Input material:
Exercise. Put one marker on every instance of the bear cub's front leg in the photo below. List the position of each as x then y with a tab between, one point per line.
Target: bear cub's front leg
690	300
--
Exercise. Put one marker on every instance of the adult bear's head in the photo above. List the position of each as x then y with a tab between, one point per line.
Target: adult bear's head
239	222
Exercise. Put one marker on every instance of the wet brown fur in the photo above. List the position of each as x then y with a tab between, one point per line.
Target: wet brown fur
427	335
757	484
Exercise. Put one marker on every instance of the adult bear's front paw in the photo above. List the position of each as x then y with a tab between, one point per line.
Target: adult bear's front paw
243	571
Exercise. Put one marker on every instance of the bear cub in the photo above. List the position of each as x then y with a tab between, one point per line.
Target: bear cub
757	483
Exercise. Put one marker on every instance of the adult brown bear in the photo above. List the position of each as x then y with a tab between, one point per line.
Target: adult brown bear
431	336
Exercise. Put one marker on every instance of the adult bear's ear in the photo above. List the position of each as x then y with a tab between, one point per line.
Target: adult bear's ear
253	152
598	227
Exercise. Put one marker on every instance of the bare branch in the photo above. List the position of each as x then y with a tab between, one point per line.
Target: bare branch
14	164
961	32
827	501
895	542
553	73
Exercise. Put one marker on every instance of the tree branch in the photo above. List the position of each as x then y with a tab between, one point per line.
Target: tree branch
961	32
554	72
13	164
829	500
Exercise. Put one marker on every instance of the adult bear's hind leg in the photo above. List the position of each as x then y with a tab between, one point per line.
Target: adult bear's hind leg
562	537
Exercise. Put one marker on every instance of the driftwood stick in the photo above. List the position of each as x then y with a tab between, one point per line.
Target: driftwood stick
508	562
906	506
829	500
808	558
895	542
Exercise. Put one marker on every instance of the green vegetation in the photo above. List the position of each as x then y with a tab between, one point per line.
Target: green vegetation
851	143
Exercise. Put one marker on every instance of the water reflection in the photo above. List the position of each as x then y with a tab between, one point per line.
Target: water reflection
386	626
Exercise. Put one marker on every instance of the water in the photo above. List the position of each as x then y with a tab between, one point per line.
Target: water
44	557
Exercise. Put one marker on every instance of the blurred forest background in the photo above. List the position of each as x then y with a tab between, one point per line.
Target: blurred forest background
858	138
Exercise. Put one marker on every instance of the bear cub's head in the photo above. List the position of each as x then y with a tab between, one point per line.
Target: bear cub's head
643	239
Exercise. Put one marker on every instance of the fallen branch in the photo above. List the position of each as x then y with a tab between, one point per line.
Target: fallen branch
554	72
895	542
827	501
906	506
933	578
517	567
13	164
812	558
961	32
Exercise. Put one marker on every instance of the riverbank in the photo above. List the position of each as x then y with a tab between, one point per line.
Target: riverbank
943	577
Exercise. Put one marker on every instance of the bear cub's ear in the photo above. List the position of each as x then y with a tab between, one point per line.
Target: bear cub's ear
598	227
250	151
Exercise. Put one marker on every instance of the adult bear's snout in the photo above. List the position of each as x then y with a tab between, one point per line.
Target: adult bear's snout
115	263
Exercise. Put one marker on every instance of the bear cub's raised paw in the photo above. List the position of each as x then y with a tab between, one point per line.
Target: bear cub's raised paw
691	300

Problem to solve: Copy out every line of the listing above that contains the word "head", matching its case exactly.

Complete response:
Exercise. Put one marker on every instance of the adult bear's head in the photo above. List the position of each as x then y with a tab between, one point per line.
Target: adult bear's head
Exercise. Put one marker on every instance of the bear cub's head in the photo above. List the position of each as x then y with a tab between, one point per line.
Target: bear cub's head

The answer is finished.